_Goal of the exercise:_ The first line of the data below and every line after it, through the one with "positive clicks: (479, 253)", must be transcribed without change.

[Stored data]
───

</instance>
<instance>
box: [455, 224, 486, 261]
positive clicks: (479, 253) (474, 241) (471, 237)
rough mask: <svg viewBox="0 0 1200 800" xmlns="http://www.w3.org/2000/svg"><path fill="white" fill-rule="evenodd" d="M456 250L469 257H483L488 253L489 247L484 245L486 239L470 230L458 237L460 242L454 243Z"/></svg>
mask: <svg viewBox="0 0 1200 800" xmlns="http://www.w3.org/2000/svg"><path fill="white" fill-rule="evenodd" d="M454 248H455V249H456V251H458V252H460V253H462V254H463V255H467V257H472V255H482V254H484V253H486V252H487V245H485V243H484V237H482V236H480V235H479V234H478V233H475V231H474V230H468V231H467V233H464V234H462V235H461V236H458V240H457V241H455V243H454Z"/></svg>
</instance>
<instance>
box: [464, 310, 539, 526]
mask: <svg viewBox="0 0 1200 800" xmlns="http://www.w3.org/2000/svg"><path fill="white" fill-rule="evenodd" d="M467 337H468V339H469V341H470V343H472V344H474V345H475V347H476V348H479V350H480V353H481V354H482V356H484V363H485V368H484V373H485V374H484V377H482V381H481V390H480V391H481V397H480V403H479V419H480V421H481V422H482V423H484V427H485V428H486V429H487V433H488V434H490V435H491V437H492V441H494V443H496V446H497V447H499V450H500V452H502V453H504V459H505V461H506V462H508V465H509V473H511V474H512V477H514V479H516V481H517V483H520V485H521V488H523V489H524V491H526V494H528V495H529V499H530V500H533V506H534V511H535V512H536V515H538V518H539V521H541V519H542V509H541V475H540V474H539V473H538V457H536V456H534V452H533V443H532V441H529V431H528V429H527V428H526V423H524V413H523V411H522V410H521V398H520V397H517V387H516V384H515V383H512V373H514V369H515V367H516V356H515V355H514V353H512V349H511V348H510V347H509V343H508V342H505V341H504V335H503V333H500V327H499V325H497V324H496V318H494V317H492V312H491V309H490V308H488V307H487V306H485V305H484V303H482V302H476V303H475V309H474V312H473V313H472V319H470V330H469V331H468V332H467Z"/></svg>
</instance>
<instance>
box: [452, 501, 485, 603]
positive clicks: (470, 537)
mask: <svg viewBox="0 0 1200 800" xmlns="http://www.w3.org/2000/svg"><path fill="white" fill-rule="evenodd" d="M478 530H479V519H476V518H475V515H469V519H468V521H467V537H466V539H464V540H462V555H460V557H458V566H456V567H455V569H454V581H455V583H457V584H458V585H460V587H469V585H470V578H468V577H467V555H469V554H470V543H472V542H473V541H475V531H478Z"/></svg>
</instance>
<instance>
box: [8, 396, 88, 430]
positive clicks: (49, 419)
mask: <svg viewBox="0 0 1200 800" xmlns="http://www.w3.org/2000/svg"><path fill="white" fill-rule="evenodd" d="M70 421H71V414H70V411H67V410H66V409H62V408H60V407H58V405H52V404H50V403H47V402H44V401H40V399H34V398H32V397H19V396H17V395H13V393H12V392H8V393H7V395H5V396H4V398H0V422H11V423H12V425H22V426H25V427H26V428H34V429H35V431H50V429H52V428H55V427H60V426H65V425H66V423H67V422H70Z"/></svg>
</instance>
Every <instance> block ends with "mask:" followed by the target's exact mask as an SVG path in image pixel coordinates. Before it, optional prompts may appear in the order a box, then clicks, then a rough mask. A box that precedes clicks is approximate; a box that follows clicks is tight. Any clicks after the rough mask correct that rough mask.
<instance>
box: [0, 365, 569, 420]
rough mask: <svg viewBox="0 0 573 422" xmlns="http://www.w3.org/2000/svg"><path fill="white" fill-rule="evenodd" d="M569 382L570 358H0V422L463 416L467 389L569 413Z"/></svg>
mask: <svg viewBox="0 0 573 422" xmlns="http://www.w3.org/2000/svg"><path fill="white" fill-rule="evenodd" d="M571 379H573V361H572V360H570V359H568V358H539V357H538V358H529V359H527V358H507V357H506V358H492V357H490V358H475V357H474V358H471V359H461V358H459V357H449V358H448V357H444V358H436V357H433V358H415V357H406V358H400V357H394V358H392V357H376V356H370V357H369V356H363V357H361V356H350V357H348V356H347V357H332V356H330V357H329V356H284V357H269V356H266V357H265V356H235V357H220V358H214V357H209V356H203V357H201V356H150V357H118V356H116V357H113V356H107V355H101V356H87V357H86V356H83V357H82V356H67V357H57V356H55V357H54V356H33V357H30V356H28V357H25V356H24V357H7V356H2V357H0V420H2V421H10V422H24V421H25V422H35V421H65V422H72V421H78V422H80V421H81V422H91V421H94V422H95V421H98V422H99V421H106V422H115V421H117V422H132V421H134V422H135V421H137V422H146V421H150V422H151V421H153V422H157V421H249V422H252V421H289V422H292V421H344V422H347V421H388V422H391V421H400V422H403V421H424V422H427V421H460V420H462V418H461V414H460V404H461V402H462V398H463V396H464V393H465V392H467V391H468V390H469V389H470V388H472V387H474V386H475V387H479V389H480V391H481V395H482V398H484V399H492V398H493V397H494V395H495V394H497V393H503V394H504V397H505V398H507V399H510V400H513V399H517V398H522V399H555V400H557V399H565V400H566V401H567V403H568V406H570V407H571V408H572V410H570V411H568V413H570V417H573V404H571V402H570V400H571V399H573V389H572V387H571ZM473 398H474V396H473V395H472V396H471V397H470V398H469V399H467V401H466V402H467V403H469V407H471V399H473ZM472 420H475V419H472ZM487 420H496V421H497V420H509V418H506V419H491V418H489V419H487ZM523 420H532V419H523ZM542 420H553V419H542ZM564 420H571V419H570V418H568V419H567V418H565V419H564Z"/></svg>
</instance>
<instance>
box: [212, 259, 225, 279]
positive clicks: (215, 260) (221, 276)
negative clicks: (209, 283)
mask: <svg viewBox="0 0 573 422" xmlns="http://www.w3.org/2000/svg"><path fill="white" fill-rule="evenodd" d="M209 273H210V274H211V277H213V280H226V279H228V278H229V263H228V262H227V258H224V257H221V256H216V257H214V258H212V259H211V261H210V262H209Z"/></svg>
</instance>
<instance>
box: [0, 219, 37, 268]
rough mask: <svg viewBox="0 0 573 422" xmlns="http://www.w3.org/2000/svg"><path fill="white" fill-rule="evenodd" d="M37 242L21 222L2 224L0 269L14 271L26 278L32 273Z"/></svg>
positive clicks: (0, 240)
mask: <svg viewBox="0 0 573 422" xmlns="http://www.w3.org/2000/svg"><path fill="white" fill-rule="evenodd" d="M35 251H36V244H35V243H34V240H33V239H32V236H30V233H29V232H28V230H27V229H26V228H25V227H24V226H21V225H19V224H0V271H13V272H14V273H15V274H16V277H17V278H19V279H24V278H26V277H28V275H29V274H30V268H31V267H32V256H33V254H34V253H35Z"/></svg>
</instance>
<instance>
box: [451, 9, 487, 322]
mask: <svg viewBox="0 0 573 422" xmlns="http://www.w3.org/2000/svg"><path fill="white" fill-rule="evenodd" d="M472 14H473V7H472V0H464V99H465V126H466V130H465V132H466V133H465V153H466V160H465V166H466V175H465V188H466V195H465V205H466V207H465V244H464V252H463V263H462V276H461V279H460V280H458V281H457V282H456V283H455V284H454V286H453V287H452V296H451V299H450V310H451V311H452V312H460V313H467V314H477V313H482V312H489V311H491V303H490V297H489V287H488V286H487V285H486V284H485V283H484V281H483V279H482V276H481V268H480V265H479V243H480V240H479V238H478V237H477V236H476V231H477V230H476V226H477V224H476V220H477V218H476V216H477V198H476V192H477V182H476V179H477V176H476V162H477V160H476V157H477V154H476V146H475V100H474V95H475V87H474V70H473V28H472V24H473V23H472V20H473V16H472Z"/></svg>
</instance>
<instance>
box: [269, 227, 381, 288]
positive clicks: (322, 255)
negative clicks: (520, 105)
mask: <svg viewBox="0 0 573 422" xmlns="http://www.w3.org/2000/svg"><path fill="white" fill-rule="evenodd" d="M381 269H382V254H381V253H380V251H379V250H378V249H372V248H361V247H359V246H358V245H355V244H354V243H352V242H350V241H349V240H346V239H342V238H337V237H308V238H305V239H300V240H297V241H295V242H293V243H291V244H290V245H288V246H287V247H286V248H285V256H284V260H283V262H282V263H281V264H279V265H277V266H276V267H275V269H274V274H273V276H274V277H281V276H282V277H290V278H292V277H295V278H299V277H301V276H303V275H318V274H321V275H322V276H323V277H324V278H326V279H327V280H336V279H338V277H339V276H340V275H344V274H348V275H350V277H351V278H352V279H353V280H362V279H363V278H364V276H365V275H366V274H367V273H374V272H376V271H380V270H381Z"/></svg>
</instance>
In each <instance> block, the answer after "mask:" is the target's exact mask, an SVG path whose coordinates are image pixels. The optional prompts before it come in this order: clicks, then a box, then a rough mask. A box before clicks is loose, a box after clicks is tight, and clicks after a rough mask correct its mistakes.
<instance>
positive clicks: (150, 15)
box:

───

_Response box:_
</instance>
<instance>
box: [455, 224, 486, 261]
positive clicks: (479, 253) (474, 241) (471, 237)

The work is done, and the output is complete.